→ TASK TO CARRY OUT: Write the data out again exactly, with no pictures.

· · ·

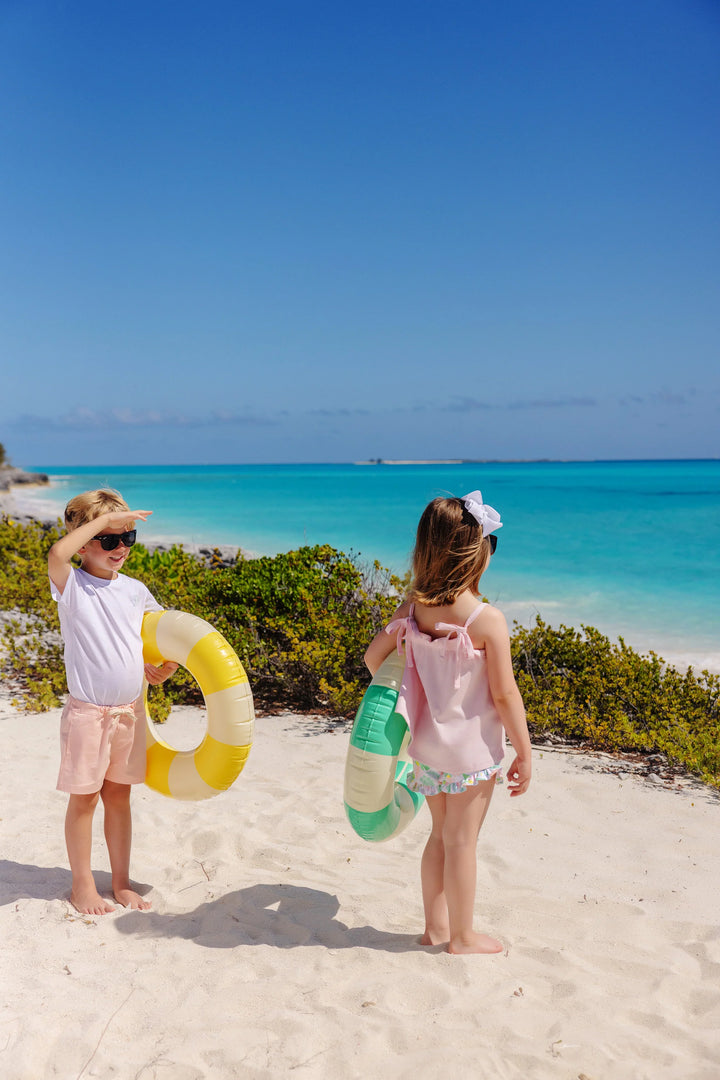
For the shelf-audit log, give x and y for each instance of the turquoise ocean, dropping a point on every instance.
(632, 548)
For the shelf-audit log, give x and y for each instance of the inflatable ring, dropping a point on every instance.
(219, 759)
(378, 804)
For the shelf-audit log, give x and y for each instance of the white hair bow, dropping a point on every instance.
(486, 516)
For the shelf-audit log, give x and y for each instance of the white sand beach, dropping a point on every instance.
(281, 944)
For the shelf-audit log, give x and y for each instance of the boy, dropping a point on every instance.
(103, 724)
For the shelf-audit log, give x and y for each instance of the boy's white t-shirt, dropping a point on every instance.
(100, 620)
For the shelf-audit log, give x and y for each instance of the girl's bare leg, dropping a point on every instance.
(464, 814)
(79, 839)
(119, 836)
(432, 873)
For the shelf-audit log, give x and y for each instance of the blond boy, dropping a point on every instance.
(103, 725)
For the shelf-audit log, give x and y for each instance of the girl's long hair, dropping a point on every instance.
(450, 553)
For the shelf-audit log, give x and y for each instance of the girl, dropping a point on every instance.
(458, 693)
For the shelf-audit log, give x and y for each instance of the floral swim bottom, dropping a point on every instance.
(426, 781)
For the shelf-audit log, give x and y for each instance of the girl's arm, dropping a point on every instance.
(62, 552)
(506, 696)
(383, 643)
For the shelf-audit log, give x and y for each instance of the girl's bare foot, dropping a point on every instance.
(475, 943)
(87, 901)
(127, 898)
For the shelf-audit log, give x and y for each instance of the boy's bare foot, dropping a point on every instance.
(435, 937)
(475, 943)
(127, 898)
(90, 902)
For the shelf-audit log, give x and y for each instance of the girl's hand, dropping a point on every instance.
(158, 675)
(518, 775)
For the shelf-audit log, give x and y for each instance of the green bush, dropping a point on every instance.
(301, 621)
(580, 686)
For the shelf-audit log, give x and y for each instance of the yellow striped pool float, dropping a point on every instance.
(378, 802)
(219, 759)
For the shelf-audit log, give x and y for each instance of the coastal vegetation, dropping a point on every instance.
(300, 623)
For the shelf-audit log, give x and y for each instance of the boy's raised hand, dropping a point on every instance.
(119, 518)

· · ·

→ REPLY:
For the shelf-audit log, give x and y for each instance of the turquoise ocean, dropping a point on every instance.
(632, 548)
For the shelf-audit log, give x and y for each instance of the inflatable ring, dropping a point on every instance.
(219, 759)
(378, 804)
For the shelf-audit log, give x and y for each instance of the white hair bow, dropping a point on every instance.
(486, 516)
For the shelf-audit log, give x and y for each instance of the white sand beach, dropping a point on every instance.
(281, 944)
For the shelf-audit log, give x and y for each instance of the boy, dropping a point on every instance.
(103, 724)
For the shelf-audit log, give x and y for each instance of the boy's white t-shirt, dropping a point on every instance.
(100, 620)
For the shelf-audit log, give x and y for each instance of the girl's bare leg, dropping a point on every instance.
(464, 814)
(79, 839)
(119, 836)
(432, 873)
For the shelf-audit log, give x and y for each instance of the blond boy, dropping a point on every instance.
(103, 725)
For the shelf-audit log, give x and y for each instance of the girl's long hair, dropping a point on every instance.
(450, 553)
For the shelf-audit log, give x and y for each instance of the girl, dropping a point on every instance.
(458, 693)
For the shelf-audit log, give x and y for each instance of the floral swim bottom, dropping a point on every instance.
(426, 781)
For the shelf-audit log, give x and y for each instance of the girl's arm, dropping a point on every instance.
(62, 552)
(506, 696)
(383, 643)
For the shelf-audit log, give x and y for each instance of the girl's bare foot, dropping a point on every instance.
(475, 943)
(87, 901)
(127, 898)
For the shelf-audit log, give x and y for each instance of the boy's bare foot, dropping a point on every instance.
(435, 937)
(475, 943)
(127, 898)
(90, 902)
For the shelf-audit log, give x and y for each instance of the girl's hand, dropping a point on every instance.
(158, 675)
(518, 775)
For the shelf-audit log, give x and y for each instance of the green bush, dropping a point on every instance.
(301, 621)
(580, 686)
For the shelf-audit log, give x and y for each instance of the yellow striped pool float, dropping a point on every instance.
(378, 802)
(219, 759)
For the shelf-audit log, give x and y for each instance of the coastal vegetation, dropping a point on every instance.
(300, 623)
For the shelf-audit log, give x and y for each instance of the boy's raised hand, dropping a point on every instance.
(119, 518)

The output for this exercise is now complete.